══ Provided information

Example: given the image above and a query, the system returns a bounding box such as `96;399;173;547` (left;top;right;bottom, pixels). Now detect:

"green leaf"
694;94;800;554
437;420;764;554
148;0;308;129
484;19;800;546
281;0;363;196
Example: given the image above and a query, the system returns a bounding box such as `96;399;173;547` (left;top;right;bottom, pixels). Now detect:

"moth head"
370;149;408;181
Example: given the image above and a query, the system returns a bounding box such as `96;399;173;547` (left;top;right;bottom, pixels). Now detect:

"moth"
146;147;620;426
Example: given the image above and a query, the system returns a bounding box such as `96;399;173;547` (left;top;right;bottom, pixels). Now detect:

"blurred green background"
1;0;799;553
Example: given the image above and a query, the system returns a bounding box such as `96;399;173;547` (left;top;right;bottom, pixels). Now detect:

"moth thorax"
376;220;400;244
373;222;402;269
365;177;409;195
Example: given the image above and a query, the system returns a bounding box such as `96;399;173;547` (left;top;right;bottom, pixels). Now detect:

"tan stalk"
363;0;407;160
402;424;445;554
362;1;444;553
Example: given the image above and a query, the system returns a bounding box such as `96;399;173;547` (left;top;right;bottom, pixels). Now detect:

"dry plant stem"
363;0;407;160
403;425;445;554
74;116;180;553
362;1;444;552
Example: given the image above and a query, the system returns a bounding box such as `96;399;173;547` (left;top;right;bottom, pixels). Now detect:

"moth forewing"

════

**What you are asked to do**
Your job is to copy all the records exactly.

**Answer area**
Example: given the image above and a query, the system returns a bounding box such as `96;399;173;547` (left;top;right;bottom, pixels). Now detect:

"green leaf"
694;94;800;554
437;420;764;554
148;0;308;129
484;19;800;546
281;0;363;196
Example: given the image above and a query, the system returns a bounding box such as `96;399;173;547` (left;top;right;bottom, pixels). Now detect:

"moth head"
370;149;408;181
Example: given the image above and a query, the system returns a bounding box such as `96;399;173;547` (left;top;right;bottom, pixels). Now detect:

"moth"
146;147;620;426
Example: given the image above and a query, the system returns a bounding box such as `96;399;173;547` (left;top;right;bottom, pixels). Now detect:

"blurred green background"
1;0;799;553
Example: given the image above and a query, the system returns a bounding box such as `96;399;173;547` (left;top;right;bottom, pixels). Now detect:

"moth thorax"
376;220;400;244
373;222;402;269
365;177;409;195
Example: given the image above and a query, the system returns a bounding box such as `96;399;173;547` (left;top;right;bottom, pixels). Now detect:

"tan stalk"
363;0;407;160
402;424;445;554
362;1;444;553
Example: given the image above and a query, the system returns a bounding box such as `96;399;173;547` (left;top;right;bottom, pixels). Now detect:

"dry plant stem"
363;0;407;160
403;425;445;554
74;116;180;553
362;1;444;552
Example: given the image above and a query, the system returns a bounding box such as `96;399;173;547` (left;top;right;bottom, pixels). Now detect:

"moth forewing"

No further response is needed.